Write out the material below exactly, beginning at the line that contains "Agent step — locate the mountain peak" and ending with its last line, both ends included; write nothing else.

Rows of box annotation data:
☆ ☆ ☆ ☆ ☆
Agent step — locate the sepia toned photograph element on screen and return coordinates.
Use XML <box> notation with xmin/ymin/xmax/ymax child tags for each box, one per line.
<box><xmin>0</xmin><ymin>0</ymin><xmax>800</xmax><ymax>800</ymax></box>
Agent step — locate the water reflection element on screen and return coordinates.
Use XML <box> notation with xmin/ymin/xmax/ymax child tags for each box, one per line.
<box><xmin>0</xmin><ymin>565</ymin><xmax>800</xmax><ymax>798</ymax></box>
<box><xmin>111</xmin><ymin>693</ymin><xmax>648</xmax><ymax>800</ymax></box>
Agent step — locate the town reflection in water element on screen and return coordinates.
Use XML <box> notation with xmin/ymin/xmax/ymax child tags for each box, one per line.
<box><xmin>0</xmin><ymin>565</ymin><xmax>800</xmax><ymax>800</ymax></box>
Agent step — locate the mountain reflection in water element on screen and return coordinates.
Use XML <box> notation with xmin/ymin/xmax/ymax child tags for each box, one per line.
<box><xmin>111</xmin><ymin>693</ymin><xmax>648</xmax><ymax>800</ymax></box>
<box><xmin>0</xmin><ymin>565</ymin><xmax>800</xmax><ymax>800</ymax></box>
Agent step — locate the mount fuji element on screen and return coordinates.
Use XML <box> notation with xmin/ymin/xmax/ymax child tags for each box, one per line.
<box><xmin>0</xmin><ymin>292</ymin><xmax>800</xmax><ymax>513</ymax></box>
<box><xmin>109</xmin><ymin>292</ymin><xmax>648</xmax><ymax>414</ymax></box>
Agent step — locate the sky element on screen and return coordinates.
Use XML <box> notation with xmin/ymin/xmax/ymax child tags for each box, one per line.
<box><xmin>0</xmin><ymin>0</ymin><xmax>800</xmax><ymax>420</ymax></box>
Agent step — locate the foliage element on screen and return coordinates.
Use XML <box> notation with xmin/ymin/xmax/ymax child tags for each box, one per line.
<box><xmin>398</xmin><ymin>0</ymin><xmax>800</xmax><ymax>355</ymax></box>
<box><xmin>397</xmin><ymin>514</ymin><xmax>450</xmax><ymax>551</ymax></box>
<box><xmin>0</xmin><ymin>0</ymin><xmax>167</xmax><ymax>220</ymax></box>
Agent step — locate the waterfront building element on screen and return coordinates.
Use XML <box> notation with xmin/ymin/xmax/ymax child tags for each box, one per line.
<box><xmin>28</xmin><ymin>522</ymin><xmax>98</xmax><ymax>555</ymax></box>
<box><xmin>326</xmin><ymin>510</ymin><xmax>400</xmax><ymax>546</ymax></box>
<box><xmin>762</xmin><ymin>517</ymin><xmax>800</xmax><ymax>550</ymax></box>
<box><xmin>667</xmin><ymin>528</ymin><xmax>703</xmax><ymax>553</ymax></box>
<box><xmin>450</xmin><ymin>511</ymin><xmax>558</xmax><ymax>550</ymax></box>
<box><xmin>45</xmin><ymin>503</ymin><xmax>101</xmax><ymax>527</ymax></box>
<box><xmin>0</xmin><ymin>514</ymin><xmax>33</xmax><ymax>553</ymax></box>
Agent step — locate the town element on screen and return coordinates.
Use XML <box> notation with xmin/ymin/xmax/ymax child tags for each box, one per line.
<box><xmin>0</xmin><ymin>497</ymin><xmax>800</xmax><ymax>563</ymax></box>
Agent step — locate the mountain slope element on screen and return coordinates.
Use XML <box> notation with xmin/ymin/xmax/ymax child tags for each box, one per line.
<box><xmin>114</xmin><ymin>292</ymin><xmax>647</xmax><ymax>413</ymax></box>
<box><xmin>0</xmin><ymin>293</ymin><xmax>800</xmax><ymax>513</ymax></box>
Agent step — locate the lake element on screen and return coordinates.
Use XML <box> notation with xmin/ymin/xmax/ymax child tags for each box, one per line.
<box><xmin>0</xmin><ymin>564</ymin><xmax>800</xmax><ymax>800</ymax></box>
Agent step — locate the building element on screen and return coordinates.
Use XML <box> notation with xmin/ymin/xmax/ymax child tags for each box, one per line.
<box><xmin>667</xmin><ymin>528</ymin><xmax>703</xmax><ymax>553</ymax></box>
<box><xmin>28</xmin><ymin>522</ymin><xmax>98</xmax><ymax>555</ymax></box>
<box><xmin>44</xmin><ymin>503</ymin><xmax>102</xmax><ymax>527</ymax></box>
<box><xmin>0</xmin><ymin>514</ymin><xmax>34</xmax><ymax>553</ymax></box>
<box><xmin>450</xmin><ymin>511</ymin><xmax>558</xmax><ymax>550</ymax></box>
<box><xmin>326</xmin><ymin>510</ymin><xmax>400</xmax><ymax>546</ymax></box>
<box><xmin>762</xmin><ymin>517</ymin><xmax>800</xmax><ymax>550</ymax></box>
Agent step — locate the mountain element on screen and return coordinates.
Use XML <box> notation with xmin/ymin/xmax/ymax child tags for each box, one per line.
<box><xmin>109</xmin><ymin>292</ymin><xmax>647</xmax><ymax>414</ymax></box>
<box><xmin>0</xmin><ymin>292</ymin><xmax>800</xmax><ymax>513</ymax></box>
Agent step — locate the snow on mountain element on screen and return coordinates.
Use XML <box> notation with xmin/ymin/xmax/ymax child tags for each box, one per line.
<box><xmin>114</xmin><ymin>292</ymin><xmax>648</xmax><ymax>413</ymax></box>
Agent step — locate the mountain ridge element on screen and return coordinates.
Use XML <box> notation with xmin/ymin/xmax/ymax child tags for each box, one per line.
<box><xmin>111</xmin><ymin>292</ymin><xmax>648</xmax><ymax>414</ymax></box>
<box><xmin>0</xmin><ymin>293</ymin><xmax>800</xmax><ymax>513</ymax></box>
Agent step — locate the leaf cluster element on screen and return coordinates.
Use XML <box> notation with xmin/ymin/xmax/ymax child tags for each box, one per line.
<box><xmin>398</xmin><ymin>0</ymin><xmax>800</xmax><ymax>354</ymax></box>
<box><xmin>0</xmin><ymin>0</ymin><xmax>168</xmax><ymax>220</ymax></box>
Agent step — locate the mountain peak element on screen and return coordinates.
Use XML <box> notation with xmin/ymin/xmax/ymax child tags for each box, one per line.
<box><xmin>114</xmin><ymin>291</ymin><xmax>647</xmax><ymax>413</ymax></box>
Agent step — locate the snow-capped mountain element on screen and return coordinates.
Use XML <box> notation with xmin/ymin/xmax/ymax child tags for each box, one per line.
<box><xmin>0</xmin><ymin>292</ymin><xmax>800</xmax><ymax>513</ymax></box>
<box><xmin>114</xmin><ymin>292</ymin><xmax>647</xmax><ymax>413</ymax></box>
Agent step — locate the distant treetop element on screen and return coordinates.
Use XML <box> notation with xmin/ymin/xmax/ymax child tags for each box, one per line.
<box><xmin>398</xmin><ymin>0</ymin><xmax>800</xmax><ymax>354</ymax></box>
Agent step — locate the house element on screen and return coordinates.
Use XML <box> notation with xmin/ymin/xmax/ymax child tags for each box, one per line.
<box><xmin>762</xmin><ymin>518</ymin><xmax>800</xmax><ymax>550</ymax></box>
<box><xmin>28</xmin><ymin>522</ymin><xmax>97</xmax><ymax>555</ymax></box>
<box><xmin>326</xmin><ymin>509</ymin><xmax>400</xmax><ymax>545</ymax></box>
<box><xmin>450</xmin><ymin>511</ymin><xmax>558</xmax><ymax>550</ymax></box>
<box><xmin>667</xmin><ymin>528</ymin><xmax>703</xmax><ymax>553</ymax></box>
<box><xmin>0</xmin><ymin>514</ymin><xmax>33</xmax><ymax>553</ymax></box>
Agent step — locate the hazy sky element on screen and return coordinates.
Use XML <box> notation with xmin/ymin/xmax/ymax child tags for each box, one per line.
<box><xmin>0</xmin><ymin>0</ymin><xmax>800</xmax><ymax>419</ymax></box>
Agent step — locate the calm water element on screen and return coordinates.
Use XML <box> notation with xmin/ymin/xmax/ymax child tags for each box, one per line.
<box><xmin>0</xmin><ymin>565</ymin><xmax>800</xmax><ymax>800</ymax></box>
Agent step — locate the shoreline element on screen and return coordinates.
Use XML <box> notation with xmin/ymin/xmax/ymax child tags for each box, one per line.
☆ ☆ ☆ ☆ ☆
* _Finished exercise_:
Agent step — locate the mountain peak element on screen and return coordinates.
Use XML <box> notation with xmin/ymin/xmax/ymax child tags for each box, one per line.
<box><xmin>114</xmin><ymin>291</ymin><xmax>647</xmax><ymax>413</ymax></box>
Agent step — locate the snow-capped mountain element on screen and return coordinates.
Use XML <box> notation with xmin/ymin/xmax/ymax child tags for each box, one per line.
<box><xmin>0</xmin><ymin>292</ymin><xmax>800</xmax><ymax>513</ymax></box>
<box><xmin>114</xmin><ymin>292</ymin><xmax>647</xmax><ymax>413</ymax></box>
Agent step — locate the distant treetop element on screen and return coordinates.
Use XML <box> notation with xmin/ymin/xmax/ymax child tags for each box, one per line.
<box><xmin>398</xmin><ymin>0</ymin><xmax>800</xmax><ymax>354</ymax></box>
Agent step — locate the house element on screen and return coordinates.
Use XML <box> notation with xmin/ymin/xmax/ymax child tags for each box, one per line.
<box><xmin>762</xmin><ymin>518</ymin><xmax>800</xmax><ymax>550</ymax></box>
<box><xmin>28</xmin><ymin>522</ymin><xmax>97</xmax><ymax>555</ymax></box>
<box><xmin>326</xmin><ymin>509</ymin><xmax>400</xmax><ymax>545</ymax></box>
<box><xmin>450</xmin><ymin>511</ymin><xmax>558</xmax><ymax>550</ymax></box>
<box><xmin>667</xmin><ymin>528</ymin><xmax>703</xmax><ymax>553</ymax></box>
<box><xmin>0</xmin><ymin>514</ymin><xmax>33</xmax><ymax>553</ymax></box>
Agent step — locate the hazy sky element on screen and return coordinates.
Use XML <box> notation with xmin/ymin/xmax/ymax child tags for each box, one per line.
<box><xmin>0</xmin><ymin>0</ymin><xmax>800</xmax><ymax>419</ymax></box>
Agent step — locate the calm water element on screen and return coordinates.
Use XML <box> notation with xmin/ymin/xmax/ymax child tags for each box, one per line.
<box><xmin>0</xmin><ymin>565</ymin><xmax>800</xmax><ymax>800</ymax></box>
Agent step — locate the shoreline element on screen and return coordinates.
Use XML <box> notation with xmin/ymin/xmax/ymax child tags for each box, one per line.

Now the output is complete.